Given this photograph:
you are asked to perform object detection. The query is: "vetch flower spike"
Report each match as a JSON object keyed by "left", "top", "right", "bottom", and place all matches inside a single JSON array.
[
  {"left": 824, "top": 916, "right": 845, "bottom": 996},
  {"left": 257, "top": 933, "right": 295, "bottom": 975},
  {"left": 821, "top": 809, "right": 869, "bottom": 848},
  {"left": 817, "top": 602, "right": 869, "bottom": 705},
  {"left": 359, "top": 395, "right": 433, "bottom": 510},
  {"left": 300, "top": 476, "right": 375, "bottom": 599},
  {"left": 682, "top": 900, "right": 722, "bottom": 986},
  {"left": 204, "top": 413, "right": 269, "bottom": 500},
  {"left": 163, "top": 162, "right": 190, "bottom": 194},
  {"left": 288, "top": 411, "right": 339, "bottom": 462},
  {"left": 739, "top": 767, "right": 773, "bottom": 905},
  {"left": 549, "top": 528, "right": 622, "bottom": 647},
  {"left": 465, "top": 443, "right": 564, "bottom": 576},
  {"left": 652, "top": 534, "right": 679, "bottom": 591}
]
---
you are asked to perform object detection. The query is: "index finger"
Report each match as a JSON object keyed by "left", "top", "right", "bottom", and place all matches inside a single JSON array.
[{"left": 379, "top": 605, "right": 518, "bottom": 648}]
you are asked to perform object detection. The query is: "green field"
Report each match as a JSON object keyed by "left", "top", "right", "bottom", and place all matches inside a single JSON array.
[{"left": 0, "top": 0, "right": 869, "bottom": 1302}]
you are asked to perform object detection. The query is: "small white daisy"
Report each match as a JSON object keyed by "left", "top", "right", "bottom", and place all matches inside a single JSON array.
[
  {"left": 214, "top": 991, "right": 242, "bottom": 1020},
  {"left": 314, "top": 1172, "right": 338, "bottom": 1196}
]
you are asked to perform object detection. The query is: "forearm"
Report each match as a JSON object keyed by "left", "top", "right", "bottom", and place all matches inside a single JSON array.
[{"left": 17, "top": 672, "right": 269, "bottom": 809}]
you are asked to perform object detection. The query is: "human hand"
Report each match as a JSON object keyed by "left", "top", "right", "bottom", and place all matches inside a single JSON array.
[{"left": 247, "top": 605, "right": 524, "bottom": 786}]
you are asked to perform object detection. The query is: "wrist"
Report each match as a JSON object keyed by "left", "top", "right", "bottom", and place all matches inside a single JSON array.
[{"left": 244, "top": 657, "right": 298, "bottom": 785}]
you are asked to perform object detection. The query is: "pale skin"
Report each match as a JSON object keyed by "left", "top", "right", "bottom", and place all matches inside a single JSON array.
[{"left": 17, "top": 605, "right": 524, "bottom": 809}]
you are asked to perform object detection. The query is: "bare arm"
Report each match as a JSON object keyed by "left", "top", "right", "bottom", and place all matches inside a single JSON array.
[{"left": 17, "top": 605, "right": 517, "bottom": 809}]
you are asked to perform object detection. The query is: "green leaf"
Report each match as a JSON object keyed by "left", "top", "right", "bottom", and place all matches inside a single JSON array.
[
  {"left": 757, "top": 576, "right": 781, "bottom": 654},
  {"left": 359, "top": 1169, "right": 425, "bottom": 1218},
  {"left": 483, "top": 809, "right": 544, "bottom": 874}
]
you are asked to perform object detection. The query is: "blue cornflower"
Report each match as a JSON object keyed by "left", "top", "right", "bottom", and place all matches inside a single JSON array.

YOUR GOAL –
Please pull out every line above that contains the string "green", and copy each one in full. Case counts.

RESPONSE TO THIS EXERCISE –
you are asked to perform object detection. The query is: "green field"
you are asked to perform object detection. The query is: "green leaf"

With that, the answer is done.